** Begin Source data **

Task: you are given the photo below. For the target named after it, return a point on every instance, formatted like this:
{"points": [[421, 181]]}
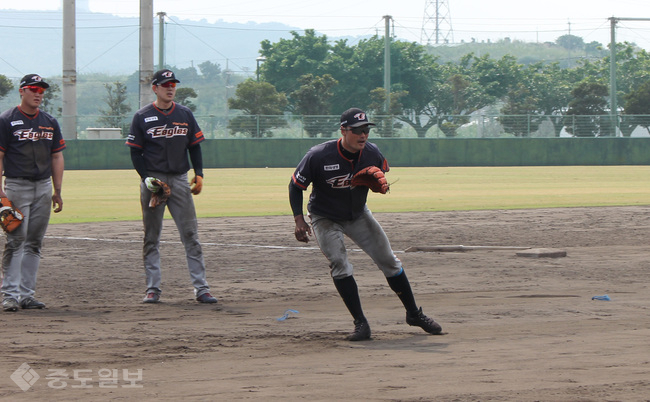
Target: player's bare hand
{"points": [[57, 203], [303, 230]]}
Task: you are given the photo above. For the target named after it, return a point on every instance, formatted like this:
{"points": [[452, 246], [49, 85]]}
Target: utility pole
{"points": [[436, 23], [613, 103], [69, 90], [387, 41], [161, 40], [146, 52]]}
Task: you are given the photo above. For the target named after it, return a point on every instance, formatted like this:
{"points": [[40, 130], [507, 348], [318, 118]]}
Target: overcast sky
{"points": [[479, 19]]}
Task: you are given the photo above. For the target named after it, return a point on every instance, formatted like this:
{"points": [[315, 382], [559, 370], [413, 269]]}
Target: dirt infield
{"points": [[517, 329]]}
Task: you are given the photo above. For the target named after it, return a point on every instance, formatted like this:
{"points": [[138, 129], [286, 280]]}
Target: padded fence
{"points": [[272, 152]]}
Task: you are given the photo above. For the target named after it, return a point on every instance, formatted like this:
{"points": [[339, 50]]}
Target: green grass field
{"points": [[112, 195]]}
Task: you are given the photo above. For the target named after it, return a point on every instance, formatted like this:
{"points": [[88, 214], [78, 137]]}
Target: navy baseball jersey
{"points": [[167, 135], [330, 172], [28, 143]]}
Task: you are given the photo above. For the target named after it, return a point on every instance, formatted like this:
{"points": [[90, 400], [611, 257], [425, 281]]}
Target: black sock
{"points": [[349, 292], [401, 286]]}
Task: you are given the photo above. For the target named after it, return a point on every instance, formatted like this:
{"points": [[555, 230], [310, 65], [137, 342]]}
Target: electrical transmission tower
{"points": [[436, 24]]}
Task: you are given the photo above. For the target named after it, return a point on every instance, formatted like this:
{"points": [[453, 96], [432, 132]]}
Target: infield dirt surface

** End Source data **

What to work on -> Please gather each of the lines above that contains the string "dirt", treating uppercase and lowercase as different.

Task solution ->
Target: dirt infield
Target: infield dirt surface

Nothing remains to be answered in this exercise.